* begin Data for this exercise *

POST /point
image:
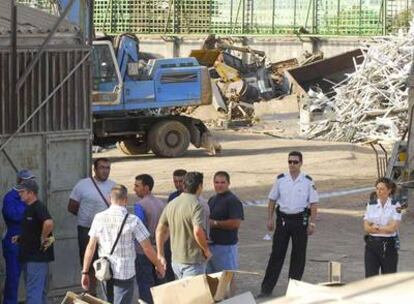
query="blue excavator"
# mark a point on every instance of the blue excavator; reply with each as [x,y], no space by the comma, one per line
[137,100]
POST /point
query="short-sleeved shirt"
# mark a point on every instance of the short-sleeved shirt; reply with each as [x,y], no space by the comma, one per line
[381,216]
[13,212]
[293,196]
[152,211]
[105,228]
[90,200]
[32,225]
[225,206]
[181,215]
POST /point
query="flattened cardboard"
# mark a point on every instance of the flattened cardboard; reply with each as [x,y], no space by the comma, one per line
[244,298]
[201,289]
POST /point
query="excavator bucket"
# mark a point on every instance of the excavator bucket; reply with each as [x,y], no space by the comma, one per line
[205,57]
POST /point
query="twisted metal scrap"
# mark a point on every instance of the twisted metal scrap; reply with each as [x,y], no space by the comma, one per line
[372,102]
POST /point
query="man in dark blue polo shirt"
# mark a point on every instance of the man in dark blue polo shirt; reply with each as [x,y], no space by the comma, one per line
[226,214]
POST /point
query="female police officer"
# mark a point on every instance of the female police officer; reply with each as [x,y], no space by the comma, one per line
[381,222]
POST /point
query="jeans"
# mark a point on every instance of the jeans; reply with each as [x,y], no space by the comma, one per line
[35,278]
[145,277]
[11,285]
[225,257]
[188,270]
[119,291]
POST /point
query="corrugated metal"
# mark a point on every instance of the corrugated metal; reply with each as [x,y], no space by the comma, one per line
[68,109]
[31,20]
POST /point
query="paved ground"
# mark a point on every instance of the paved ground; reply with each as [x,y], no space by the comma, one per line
[253,160]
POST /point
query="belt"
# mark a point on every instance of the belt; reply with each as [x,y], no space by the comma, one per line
[291,216]
[380,238]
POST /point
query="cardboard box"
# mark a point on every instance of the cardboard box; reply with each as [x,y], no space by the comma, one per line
[244,298]
[201,289]
[73,298]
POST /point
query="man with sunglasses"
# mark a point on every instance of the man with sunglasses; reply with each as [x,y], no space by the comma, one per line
[296,198]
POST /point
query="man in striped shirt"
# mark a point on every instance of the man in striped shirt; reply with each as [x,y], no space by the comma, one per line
[103,233]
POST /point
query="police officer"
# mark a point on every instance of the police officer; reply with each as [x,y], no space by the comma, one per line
[13,211]
[297,200]
[381,223]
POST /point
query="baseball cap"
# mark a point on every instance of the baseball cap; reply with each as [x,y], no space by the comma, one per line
[29,185]
[25,174]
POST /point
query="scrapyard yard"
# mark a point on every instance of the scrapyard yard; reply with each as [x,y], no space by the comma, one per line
[253,161]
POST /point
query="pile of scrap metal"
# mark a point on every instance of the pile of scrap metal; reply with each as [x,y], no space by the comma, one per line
[240,84]
[368,103]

* end Data for this exercise *

§ **What is being asked**
Pull out each line of the data above that contains the string "cardboard" and copy those lines without changes.

§ **Solution for this task**
query="flattened cardboard"
# mark a point on every instance of the flattened cardboard; reply with each as [x,y], no space by the comma, one per line
query="cardboard box"
# mark a point on every instance of the cardboard box; reply with each as [x,y], no space by the comma, one per line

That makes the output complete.